Return every line of the data below verbatim, leaving out the pictures.
— begin Task input —
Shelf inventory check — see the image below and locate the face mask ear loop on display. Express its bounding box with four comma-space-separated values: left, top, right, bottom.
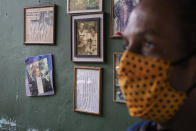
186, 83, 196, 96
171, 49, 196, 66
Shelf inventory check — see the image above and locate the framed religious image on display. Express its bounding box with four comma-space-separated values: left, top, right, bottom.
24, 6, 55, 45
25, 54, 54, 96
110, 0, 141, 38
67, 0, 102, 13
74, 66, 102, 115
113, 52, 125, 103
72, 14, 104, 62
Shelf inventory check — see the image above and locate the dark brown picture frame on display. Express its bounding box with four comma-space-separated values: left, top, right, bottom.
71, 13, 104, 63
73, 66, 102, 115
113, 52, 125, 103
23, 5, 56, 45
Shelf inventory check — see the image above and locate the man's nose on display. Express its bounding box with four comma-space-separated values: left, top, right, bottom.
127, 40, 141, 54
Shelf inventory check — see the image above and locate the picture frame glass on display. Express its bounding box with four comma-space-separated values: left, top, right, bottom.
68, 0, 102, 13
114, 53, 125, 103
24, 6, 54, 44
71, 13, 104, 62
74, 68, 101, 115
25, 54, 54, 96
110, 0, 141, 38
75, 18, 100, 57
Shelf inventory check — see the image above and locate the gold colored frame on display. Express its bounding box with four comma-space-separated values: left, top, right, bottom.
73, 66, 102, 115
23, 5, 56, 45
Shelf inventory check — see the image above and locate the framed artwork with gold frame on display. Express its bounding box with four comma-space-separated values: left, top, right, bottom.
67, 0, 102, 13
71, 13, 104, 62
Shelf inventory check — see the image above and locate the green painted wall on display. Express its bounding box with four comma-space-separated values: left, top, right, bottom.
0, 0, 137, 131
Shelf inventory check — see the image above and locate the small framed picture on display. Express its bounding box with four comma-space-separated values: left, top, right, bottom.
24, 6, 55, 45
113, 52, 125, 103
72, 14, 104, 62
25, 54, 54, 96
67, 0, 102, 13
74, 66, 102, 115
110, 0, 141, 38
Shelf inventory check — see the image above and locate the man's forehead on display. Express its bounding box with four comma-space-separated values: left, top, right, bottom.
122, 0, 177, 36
— end Task input —
Task output →
Shelf inventory check — see the image below and locate the face mask ear loop on display. Express its bounding box with four comma-space-separated values: left, top, right, bottom.
186, 83, 196, 96
171, 49, 196, 66
Shelf inventory check — see the image above and locate the framed religious image on display. Express its bounding box with four comma-space-separated values: left, top, right, bottom.
24, 6, 55, 45
25, 54, 54, 96
110, 0, 141, 38
67, 0, 102, 13
74, 66, 102, 115
113, 52, 125, 103
72, 14, 104, 62
Shelf inventory check — see the image above and locate the dark brown picture frame on display. Express its bounding box with four comma-space-separated values: left, top, right, bottom.
71, 13, 104, 63
73, 66, 102, 115
113, 52, 125, 103
23, 5, 56, 45
Shelf inventory check — see the image above and locate the man's nose on display. Express its bounding box with four comma-space-separated values: left, top, right, bottom.
127, 40, 141, 54
Shelf inventory check — see the image above and locate the picture frame glass on display. Express its bounding box with four comma-space-separated values: left, top, right, bottom.
68, 0, 102, 13
114, 53, 125, 103
24, 6, 54, 44
71, 13, 104, 62
74, 68, 101, 115
25, 54, 54, 96
110, 0, 141, 38
75, 18, 100, 57
Shelf inventory check — see the image above and locate the gold colored frame on display. Express its bounding box with four comma-space-separated values: left, top, right, bottom.
73, 66, 102, 115
23, 5, 56, 45
Shelf inventory check — see the image above and locate the framed artwork with gold frame on display. Express its bounding box with four comma-space-separated values: left, top, right, bottom.
67, 0, 102, 13
71, 13, 104, 62
Shelf inventory check — see the image above and locate the green painted wall on display. Express its bounding box with four comma-space-separated values: left, top, right, bottom.
0, 0, 137, 131
Shelf inventory check — see the image above and locate the small framed picture on display. Express its bounding box with four comma-space-separated values: left, top, right, bottom.
24, 6, 55, 45
113, 52, 125, 103
72, 14, 104, 62
25, 54, 54, 96
67, 0, 102, 13
74, 66, 102, 115
110, 0, 141, 38
Shelf inventory check — see the image above and locate the man's forehead on display. Express its bounding box with four comma-space-separated values: left, top, right, bottom.
122, 0, 177, 36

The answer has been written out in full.